**DOCUMENT SEGMENT:**
-- Start --

[v3 03/11] mm/migrate_device: THP migration of zone device pages

Balbir Singh balbirs at nvidia.com
Tue Aug 12 23:36:10 UTC 2025


On 8/12/25 15:35, Mika Penttilä wrote:
> Hi,
> 
> On 8/12/25 05:40, Balbir Singh wrote:
> 
>> MIGRATE_VMA_SELECT_COMPOUND will be used to select THP pages during
>> migrate_vma_setup() and MIGRATE_PFN_COMPOUND will make migrating
>> device pages as compound pages during device pfn migration.
>>
>> migrate_device code paths go through the collect, setup
>> and finalize phases of migration.
>>
>> The entries in src and dst arrays passed to these functions still
>> remain at a PAGE_SIZE granularity. When a compound page is passed,
>> the first entry has the PFN along with MIGRATE_PFN_COMPOUND
>> and other flags set (MIGRATE_PFN_MIGRATE, MIGRATE_PFN_VALID), the
>> remaining entries (HPAGE_PMD_NR - 1) are filled with 0's. This
>> representation allows for the compound page to be split into smaller
>> page sizes.
>>
>> migrate_vma_collect_hole(), migrate_vma_collect_pmd() are now THP
>> page aware. Two new helper functions migrate_vma_collect_huge_pmd()

-- End --

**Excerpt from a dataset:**

-- Start --

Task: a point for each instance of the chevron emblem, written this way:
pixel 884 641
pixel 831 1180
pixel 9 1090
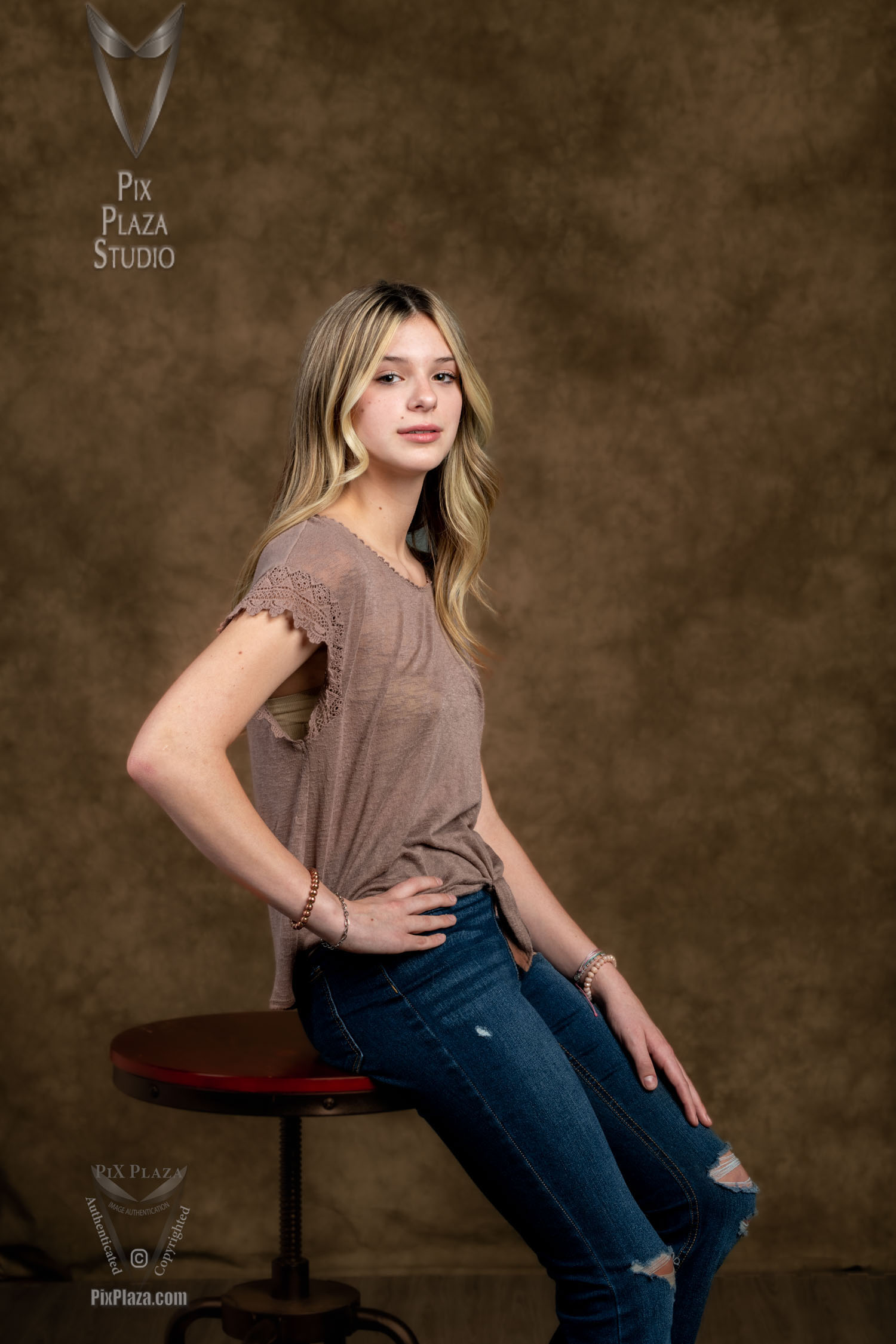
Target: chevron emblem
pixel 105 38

-- End --

**DIRECTIVE:** According to the patch text on THP migration of zone device pages, which phases of migration do the migrate_device code paths go through?

**THE SOLUTION:** The collect, setup and finalize phases.